▶ _Your instructions_:
From the listing that follows, extract every line and set it down unaltered.

-- Start Records for the exercise --

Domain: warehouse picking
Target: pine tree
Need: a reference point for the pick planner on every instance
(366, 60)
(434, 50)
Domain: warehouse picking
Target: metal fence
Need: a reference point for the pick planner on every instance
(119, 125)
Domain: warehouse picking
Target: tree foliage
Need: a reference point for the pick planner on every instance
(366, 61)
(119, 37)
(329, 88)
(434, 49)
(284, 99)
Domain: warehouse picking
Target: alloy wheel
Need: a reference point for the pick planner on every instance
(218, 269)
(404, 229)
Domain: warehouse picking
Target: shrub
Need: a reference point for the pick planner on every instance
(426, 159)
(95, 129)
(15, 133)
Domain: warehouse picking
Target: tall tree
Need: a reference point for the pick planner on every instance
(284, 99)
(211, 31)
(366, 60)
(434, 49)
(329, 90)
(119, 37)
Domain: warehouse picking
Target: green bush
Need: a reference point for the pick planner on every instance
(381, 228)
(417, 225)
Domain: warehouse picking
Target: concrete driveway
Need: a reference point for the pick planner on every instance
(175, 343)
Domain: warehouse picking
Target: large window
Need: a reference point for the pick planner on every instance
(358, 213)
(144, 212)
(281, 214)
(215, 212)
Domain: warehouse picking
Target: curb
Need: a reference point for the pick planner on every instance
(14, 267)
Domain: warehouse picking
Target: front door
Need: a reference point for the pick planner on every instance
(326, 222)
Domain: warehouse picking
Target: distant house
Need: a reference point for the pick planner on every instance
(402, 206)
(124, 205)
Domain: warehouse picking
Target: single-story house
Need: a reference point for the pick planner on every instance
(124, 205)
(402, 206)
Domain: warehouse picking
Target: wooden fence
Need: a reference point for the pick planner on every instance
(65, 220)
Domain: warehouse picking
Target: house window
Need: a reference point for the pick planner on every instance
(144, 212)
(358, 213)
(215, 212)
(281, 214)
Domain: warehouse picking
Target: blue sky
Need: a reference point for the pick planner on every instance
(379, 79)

-- End Records for the exercise --

▶ _Answer to the exercise_:
Domain: warehouse picking
Target: pine tree
Need: a reference point for the pick planner on every instance
(366, 60)
(434, 50)
Domain: warehouse picking
Target: metal fence
Need: a reference point for the pick planner on every instance
(119, 125)
Domain: warehouse picking
Target: tree foliage
Need: a reference point for the pick planner on every instance
(366, 61)
(119, 37)
(329, 88)
(434, 49)
(284, 99)
Domain: warehouse picking
Target: alloy wheel
Need: a reference point for the pick planner on every instance
(218, 269)
(404, 229)
Domain: warehouse picking
Target: shrub
Need: a reference point for the pick planner on every instance
(426, 159)
(95, 129)
(15, 133)
Domain: warehouse picking
Target: tall tree
Need: a reference point for the pick planner on every instance
(284, 99)
(211, 31)
(366, 60)
(434, 49)
(329, 90)
(119, 37)
Domain: warehouse picking
Target: green bush
Need: a reference point for the pick planner on every instance
(381, 228)
(417, 225)
Domain: warehouse picking
Target: concrete driveway
Need: a reference point for the pick planner on every instance
(175, 343)
Domain: warehouse picking
Target: large window
Need: a reference point for the pick planner on every instance
(358, 213)
(144, 212)
(281, 214)
(215, 212)
Domain: warehouse picking
Target: curb
Need: a reference point for the pick planner on every instance
(14, 267)
Domain: warehouse picking
Target: front door
Need: a reference point for the pick planner on every instance
(326, 222)
Domain: warehouse picking
Target: distant house
Need: a reference point for the pick planner on every instance
(402, 206)
(124, 205)
Domain: warehouse picking
Target: single-story house
Need: a reference point for the pick planner on every instance
(124, 205)
(402, 206)
Domain: warehouse picking
Target: wooden fence
Need: a reference point for the pick planner on every instance
(65, 220)
Domain: warehouse picking
Target: house window
Need: a reference point for the pick planner on every instance
(144, 212)
(358, 213)
(215, 212)
(281, 214)
Domain: warehouse picking
Target: blue sky
Need: a reference point for the pick planner on every instance
(379, 79)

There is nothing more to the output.